**WHAT YOU ARE ASKED TO DO**. Repeat the records verbatim and leave the pictures out of your copy.

==== SUPPLIED MATERIAL

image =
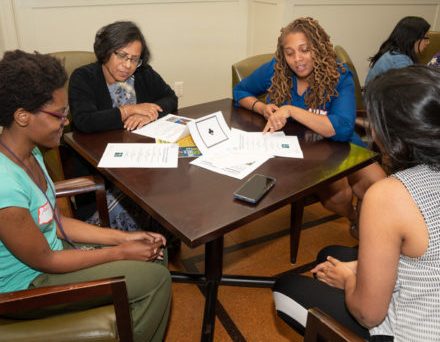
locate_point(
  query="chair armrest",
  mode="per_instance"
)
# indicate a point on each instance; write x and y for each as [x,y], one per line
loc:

========

**FINISHED TASK**.
image =
locate_point(
  query="chair armrest",
  mode="per_instance"
)
# indicate a point on each instance; write x and y for each as [x,y], one per line
loc:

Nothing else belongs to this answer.